═══ Zitierter Textauszug

Ein auf seinen ganzen oder hälftigen Vertragsarztsitz verzichtender Vertragsarzt hat damit nur die Möglichkeit seinen Antrag bis zur Entscheidung des Zulassungsausschusses zurückzunehmen. Ist eine Entscheidung des Zulassungsausschusses gefällt worden, so besteht auch Vertrauensschutz des Praxisnachfolgers. Die Beschränkung der Rücknahmemöglichkeit folgt aber im Wesentlichen aus der Gestaltungswirkung des Verzichts und der Zulassungsentscheidung. Prinzipiell ist eine Verzichtserklärung als Gestaltungsakt nur unbedingt abzugeben. Im Hinblick auf die schützenswerten Interessen des praxisabgebenden Vertragsarztes wird jedoch allgemein die Bedingung für zulässig gehalten, dass der Verzicht erst wirksam wird, wenn ein Praxisnachfolger bestimmt wird. Es ist aber nicht Aufgabe der Zulassungsgremien, die Einhaltung der vertraglichen Absprachen zu überwachen oder die Zulassung als Praxisnachfolger als Druckmittel zur Einhaltung vertraglicher Absprachen einzusetzen. Kommt es zum Streit über die vertraglichen Abreden, so haben die Beteiligten sich zivilrechtlich zu einigen oder den Zivilrechtsweg zu beschreiten.

══════
═══ Bereitgestellte Angaben

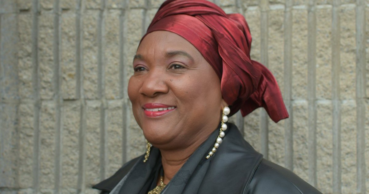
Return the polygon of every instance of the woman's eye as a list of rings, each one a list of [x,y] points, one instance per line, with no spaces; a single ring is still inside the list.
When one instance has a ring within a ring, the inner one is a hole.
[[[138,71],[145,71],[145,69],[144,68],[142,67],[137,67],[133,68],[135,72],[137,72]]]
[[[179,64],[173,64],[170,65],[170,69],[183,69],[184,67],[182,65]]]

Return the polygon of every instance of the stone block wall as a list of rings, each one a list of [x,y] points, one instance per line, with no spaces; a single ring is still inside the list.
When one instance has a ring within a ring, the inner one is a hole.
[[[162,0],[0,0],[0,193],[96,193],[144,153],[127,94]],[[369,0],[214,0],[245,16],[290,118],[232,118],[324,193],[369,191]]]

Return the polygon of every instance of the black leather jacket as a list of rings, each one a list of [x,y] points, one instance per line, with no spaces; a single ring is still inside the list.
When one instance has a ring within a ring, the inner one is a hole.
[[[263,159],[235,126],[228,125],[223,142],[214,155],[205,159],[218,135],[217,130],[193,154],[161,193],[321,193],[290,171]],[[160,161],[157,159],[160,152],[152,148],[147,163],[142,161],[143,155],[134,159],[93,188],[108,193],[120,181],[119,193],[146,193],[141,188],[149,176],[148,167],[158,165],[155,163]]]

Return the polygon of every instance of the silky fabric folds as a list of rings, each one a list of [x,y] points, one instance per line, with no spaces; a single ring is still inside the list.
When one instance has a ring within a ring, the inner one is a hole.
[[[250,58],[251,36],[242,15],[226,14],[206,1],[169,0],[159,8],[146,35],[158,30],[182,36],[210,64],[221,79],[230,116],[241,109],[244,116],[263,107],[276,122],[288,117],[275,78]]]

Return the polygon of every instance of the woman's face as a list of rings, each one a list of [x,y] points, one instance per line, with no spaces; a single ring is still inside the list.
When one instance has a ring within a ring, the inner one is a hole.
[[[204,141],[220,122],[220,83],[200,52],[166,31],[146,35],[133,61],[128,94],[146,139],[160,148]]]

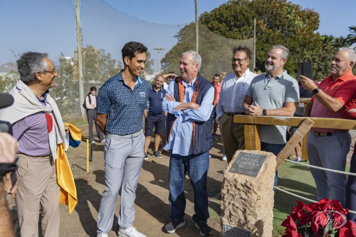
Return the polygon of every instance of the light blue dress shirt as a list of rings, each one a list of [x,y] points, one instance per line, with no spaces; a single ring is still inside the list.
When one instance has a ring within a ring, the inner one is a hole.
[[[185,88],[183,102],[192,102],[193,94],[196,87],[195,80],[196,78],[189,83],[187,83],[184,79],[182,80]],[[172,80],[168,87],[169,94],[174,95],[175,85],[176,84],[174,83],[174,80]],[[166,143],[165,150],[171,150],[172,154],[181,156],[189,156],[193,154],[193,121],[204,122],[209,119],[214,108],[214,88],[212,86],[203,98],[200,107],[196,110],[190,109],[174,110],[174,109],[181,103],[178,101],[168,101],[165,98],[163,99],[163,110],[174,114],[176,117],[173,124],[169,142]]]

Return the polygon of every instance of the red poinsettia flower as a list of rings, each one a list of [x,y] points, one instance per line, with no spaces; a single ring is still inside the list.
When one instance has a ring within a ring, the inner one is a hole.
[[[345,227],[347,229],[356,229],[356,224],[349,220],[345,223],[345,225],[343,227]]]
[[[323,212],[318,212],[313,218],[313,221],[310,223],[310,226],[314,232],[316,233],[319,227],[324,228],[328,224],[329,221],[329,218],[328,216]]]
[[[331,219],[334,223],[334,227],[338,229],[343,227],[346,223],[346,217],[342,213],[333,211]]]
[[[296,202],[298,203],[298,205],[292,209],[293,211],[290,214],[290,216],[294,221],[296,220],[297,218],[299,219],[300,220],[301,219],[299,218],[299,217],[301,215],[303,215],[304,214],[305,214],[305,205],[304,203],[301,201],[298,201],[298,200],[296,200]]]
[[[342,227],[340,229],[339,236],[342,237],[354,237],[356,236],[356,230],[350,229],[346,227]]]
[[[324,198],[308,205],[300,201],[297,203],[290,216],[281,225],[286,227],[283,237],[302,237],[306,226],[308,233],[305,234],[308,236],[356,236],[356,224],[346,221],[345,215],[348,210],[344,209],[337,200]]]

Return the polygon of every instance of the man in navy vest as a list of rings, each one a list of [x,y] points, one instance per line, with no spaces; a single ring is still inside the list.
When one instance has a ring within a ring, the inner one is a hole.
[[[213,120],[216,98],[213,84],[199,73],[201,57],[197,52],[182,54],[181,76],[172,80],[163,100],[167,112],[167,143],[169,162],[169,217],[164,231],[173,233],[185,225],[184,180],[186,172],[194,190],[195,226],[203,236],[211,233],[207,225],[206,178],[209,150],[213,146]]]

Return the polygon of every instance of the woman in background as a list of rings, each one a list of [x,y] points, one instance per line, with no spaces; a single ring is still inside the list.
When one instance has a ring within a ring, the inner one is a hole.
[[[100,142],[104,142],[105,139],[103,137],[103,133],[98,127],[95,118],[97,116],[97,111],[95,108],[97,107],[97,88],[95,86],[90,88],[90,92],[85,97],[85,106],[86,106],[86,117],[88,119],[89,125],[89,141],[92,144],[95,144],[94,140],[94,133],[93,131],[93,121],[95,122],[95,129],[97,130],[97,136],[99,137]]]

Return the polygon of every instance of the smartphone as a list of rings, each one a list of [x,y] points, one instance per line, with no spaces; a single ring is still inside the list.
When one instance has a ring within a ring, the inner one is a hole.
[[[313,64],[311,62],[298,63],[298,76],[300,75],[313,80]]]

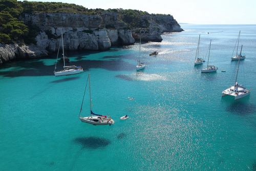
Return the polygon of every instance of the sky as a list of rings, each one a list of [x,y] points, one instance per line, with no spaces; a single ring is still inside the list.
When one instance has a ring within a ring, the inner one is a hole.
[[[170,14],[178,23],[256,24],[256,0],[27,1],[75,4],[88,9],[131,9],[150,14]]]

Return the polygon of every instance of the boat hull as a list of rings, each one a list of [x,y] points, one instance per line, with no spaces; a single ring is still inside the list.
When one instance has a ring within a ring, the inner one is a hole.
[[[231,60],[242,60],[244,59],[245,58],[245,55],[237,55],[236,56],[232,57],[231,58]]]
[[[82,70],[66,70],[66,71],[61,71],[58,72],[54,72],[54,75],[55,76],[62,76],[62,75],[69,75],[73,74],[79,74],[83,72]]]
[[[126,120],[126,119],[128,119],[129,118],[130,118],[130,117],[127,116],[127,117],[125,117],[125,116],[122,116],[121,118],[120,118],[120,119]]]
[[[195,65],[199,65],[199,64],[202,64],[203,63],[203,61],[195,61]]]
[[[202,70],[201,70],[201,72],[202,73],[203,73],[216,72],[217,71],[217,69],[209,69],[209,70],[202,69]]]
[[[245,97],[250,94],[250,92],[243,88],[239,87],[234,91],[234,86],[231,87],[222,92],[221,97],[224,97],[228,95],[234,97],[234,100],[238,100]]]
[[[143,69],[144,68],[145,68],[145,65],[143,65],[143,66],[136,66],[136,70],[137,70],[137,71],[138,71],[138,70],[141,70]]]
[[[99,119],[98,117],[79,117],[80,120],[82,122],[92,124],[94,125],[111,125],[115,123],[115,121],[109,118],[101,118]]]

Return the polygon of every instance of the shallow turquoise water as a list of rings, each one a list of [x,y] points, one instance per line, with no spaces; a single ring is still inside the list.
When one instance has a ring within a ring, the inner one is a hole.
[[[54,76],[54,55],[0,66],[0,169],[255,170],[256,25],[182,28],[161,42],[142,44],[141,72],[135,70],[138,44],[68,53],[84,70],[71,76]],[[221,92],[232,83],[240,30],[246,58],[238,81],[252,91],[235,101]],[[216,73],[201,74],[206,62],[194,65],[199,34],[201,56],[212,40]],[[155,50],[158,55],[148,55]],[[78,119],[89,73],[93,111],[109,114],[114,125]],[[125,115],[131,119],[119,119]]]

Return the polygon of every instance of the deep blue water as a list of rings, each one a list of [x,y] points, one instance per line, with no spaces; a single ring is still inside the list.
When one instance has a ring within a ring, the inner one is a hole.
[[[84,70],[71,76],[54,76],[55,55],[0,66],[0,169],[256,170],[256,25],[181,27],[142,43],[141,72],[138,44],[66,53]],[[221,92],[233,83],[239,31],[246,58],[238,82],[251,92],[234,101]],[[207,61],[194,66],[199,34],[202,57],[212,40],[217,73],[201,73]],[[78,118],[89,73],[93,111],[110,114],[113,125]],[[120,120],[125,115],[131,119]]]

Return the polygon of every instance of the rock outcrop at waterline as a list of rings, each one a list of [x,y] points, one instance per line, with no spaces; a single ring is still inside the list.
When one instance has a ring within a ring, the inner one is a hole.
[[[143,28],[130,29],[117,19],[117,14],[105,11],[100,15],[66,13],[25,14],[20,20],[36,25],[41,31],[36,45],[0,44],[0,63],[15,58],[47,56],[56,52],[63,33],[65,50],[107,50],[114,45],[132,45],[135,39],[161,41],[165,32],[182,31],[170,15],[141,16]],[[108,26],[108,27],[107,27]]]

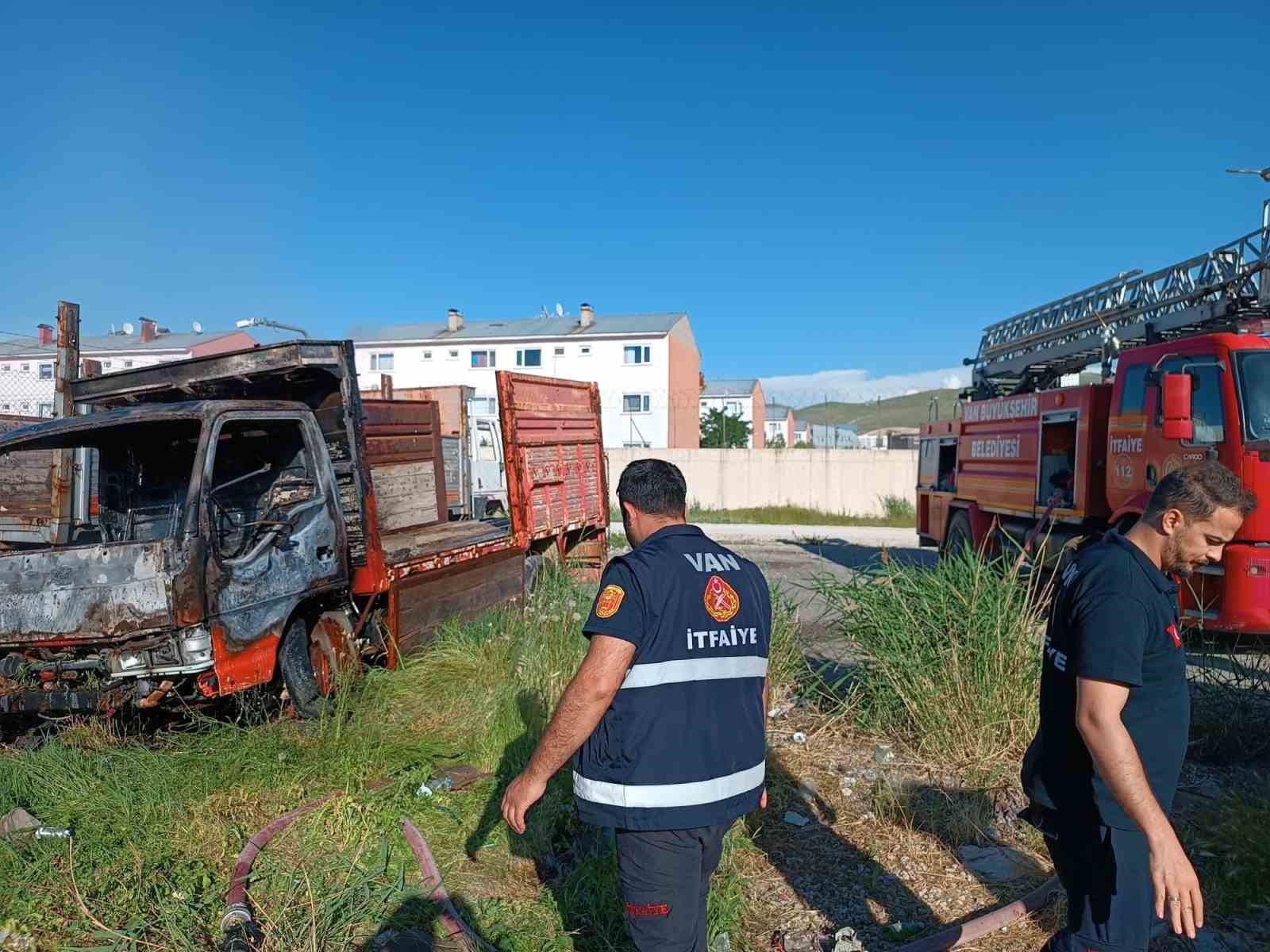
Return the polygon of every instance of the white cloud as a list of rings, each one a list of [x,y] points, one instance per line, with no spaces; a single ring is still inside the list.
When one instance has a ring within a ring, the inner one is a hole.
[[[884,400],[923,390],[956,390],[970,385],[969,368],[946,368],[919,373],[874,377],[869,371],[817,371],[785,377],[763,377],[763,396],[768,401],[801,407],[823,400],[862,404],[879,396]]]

══════

Aufgabe: Bis zu welchem Zeitpunkt kann ein Vertragsarzt, der auf seinen Vertragsarztsitz verzichtet, laut dem Textauszug seinen Antrag zurücknehmen? Stütze dich nur auf den Textauszug.

Antwort: Bis zur Entscheidung des Zulassungsausschusses.